OS EFEITOS DA SANÇÃO DE PROIBIÇÃO DE CONTRATAR COM O PODER PÚBLICO, POR ATO DE IMPROBIDADE ADMINISTRATIVA, NO ÂMBITO DOS CONTRATOS ADMINISTRATIVOS EM VIGOR

Por Raphael Ricardo Tissi (1)

 

 

A Constituição Federal de 1988, em seu artigo 37, § 4º, estabelece que “os atos de improbidade administrativa importarão a suspensão dos direitos políticos, a perda da função pública, a indisponibilidade dos bens e o ressarcimento ao erário, na forma e gradação previstas em lei, sem prejuízo da ação penal cabível”.

 

Sobreveio, então, a Lei nº 8.429/1992, a qual regulamentou referido dispositivo constitucional, delimitando os atos de improbidade administrativa que importam enriquecimento ilícito (art. 9º), que causam prejuízo ao erário (artigo 10) e, por fim, que atentam contra os princípios da administração pública (artigo 11).

> [O que fazer]: No trecho sobre improbidade administrativa, a citação do artigo 37, § 4º, da Constituição diz o que os atos de improbidade "importarão". Liste tudo o que vem nessa enumeração.

Dados armazenados:
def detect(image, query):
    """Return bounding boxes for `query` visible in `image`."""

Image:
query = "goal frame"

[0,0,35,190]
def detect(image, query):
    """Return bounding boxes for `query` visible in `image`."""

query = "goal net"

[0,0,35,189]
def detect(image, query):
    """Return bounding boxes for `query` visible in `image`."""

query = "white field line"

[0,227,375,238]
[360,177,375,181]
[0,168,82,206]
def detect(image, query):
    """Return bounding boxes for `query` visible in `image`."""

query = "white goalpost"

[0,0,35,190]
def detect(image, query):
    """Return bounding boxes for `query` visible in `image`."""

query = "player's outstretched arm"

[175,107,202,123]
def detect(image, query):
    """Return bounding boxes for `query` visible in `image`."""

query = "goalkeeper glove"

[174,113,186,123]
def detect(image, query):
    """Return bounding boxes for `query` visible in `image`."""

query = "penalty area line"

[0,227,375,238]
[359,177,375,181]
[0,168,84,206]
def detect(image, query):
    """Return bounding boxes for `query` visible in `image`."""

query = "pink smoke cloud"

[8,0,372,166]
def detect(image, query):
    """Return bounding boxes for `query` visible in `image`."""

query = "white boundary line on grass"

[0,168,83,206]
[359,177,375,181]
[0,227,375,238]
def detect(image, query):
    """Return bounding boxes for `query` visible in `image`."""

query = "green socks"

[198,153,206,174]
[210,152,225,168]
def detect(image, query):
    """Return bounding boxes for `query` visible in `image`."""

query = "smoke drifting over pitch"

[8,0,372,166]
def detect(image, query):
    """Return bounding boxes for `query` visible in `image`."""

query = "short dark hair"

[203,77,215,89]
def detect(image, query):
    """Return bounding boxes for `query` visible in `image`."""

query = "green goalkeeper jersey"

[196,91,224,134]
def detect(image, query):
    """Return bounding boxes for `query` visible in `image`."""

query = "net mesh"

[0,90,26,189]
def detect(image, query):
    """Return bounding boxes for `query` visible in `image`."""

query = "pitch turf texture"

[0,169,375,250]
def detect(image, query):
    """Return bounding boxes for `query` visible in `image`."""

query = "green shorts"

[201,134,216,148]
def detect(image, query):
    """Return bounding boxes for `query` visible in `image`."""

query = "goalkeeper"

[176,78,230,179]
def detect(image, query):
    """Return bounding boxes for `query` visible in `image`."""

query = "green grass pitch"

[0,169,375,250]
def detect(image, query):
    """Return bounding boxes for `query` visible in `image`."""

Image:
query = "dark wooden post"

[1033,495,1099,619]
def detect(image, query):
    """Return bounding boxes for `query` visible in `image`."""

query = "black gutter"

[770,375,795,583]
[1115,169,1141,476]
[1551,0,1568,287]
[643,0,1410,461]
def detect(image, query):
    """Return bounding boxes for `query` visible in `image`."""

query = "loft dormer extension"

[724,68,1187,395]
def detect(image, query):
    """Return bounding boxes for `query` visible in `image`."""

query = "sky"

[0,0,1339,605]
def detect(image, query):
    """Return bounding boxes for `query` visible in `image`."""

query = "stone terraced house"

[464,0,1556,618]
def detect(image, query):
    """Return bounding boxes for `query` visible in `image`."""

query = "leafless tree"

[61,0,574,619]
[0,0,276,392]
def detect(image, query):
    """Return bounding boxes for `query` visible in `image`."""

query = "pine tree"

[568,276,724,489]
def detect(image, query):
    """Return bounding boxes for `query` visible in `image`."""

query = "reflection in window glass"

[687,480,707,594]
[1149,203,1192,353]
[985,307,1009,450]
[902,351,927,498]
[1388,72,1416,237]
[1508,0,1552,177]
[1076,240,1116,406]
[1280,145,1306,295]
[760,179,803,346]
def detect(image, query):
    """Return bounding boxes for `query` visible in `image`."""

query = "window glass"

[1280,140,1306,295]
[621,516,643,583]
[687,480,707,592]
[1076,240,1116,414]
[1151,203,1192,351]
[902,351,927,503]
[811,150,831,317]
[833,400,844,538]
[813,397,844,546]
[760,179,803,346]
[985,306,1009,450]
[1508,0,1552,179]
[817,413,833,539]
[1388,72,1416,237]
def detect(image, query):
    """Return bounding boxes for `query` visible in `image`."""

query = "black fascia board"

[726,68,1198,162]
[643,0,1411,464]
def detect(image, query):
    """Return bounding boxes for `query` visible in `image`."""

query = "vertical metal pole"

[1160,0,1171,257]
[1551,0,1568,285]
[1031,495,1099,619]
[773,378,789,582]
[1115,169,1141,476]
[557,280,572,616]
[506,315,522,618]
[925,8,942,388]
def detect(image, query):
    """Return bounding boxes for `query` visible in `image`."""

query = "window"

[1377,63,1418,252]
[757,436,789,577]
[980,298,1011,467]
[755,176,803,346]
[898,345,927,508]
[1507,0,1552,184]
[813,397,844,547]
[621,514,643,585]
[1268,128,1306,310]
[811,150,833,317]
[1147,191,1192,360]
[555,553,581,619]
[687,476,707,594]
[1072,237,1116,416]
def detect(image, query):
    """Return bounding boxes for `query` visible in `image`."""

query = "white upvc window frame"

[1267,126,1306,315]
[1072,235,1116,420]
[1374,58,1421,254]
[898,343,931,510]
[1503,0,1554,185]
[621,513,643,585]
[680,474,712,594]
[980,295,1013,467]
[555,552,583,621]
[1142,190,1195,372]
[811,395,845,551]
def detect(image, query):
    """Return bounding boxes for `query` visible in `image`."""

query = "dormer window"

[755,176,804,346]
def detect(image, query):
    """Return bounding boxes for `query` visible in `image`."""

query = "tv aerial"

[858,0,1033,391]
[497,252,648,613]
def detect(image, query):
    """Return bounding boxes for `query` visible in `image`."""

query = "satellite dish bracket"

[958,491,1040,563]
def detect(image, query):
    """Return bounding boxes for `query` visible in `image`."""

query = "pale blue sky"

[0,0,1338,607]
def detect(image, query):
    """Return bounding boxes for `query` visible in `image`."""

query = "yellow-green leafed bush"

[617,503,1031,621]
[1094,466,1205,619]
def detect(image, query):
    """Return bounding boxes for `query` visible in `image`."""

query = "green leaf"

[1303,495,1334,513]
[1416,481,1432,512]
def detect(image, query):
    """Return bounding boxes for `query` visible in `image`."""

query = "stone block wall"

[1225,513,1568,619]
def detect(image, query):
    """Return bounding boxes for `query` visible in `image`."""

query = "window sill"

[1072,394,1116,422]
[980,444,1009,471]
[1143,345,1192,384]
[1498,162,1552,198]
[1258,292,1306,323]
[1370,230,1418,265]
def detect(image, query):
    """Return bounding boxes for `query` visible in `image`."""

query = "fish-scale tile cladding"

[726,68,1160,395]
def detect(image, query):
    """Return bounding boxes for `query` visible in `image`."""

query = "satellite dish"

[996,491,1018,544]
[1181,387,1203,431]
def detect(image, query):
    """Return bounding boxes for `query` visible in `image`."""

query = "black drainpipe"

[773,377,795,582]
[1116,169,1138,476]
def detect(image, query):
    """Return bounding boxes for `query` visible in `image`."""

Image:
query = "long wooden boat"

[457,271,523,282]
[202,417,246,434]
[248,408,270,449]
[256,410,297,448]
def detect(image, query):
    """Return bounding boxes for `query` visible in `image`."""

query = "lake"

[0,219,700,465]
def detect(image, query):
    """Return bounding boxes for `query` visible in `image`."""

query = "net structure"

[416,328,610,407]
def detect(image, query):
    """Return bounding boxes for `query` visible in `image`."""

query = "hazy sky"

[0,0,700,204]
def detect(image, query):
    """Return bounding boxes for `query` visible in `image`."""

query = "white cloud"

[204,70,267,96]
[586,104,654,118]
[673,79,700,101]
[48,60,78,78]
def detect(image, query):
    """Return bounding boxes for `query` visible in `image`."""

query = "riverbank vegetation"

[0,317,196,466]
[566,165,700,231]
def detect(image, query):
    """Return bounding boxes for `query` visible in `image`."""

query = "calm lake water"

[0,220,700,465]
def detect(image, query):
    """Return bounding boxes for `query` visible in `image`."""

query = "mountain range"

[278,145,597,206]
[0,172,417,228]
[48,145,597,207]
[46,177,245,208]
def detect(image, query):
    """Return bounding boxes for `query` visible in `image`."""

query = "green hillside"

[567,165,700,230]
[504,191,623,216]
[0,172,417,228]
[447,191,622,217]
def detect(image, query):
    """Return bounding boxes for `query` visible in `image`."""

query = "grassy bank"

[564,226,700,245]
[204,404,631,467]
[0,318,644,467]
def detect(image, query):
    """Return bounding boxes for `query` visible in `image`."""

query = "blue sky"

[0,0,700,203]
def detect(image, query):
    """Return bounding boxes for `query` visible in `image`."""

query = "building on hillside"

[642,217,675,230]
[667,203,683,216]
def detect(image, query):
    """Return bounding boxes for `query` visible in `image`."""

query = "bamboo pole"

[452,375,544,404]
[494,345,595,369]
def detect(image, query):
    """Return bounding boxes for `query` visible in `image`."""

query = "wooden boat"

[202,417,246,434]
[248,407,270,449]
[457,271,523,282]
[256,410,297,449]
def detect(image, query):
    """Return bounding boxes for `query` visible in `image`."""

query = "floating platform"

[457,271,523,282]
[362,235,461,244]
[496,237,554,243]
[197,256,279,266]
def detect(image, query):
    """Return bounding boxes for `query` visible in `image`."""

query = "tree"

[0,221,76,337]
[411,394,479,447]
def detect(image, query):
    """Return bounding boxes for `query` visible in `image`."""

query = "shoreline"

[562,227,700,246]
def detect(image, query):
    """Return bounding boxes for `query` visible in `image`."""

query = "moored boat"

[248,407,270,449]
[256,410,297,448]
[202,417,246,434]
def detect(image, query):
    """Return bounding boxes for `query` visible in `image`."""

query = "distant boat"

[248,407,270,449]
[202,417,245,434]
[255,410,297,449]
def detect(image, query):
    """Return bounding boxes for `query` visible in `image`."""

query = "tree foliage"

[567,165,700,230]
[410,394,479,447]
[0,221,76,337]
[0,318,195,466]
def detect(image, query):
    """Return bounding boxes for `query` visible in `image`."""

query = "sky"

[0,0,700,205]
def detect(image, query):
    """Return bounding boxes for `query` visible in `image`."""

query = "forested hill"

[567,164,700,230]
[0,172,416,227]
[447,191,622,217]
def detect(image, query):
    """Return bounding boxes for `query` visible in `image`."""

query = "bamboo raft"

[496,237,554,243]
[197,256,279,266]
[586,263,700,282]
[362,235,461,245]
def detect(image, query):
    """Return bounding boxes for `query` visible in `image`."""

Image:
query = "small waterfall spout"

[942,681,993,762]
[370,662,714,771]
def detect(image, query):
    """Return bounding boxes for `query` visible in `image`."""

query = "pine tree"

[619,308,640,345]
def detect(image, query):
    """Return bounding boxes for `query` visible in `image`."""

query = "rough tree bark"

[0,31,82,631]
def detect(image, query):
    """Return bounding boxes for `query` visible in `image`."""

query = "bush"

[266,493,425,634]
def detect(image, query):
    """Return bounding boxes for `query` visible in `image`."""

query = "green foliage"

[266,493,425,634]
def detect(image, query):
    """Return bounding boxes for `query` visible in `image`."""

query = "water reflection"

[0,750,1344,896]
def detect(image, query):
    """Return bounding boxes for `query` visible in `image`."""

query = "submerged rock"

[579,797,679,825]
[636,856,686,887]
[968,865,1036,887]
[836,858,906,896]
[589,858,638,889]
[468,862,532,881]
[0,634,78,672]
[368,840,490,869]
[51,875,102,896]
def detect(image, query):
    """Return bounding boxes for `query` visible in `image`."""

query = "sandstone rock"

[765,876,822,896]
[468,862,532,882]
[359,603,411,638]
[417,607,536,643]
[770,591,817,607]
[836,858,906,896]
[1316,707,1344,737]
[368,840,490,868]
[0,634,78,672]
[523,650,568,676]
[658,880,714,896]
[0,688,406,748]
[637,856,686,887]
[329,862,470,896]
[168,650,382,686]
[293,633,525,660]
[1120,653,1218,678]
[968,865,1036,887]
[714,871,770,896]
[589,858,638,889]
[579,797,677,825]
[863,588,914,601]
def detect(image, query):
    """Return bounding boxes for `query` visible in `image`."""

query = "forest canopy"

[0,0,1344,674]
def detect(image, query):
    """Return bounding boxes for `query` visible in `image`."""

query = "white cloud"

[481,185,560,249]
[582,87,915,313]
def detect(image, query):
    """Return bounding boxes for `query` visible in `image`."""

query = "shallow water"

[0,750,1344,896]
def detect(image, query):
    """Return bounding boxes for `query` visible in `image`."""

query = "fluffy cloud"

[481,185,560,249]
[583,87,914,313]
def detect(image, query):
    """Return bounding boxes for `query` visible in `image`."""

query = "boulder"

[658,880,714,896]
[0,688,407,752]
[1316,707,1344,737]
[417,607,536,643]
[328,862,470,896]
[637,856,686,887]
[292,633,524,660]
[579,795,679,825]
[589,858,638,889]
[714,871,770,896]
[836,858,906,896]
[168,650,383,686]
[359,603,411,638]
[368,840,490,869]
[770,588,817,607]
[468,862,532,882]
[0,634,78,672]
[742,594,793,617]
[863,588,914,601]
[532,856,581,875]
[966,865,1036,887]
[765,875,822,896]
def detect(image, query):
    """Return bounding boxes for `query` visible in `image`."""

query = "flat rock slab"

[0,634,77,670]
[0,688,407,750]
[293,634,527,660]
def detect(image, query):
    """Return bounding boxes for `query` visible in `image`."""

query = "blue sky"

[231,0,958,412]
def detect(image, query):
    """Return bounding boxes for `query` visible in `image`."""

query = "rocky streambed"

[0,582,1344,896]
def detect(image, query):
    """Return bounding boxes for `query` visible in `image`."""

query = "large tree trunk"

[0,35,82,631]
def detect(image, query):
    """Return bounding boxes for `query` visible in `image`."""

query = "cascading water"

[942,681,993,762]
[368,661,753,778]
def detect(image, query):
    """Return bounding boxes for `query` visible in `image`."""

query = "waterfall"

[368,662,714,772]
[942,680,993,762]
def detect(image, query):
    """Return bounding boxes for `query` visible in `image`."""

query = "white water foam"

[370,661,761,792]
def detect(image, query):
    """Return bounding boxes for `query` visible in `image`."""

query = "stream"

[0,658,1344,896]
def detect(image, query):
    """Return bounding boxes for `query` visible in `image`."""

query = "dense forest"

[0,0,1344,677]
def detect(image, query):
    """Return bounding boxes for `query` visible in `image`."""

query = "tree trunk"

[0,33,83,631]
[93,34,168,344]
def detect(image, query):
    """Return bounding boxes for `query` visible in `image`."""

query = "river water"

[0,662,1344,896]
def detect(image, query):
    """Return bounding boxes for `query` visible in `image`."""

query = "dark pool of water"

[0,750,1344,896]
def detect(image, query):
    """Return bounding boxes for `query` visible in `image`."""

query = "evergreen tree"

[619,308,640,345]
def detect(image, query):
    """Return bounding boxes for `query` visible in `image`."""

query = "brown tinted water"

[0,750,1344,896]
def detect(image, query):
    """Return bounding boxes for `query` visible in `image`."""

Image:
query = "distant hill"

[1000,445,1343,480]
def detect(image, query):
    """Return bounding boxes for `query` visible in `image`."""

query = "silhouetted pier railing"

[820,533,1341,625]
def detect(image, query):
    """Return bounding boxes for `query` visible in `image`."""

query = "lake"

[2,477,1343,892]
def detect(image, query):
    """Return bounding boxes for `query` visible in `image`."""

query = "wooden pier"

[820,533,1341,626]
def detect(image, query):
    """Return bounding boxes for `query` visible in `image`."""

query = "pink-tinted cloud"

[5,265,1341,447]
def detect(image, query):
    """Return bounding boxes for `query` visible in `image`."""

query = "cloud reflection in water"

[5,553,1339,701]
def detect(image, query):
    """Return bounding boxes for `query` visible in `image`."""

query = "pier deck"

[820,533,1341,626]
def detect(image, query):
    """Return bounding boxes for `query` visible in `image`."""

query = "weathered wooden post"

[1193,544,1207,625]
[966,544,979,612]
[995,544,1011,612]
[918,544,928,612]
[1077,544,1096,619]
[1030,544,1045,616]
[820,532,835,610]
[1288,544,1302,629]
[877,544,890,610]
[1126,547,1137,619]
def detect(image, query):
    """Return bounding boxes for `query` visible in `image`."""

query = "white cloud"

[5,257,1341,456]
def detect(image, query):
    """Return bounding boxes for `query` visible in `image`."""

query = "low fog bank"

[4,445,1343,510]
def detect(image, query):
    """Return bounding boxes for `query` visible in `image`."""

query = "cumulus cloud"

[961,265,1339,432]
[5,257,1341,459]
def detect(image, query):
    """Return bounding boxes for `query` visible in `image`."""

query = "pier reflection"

> [Resolução completa]:
- suspensão dos direitos políticos
- perda da função pública
- indisponibilidade dos bens
- ressarcimento ao erário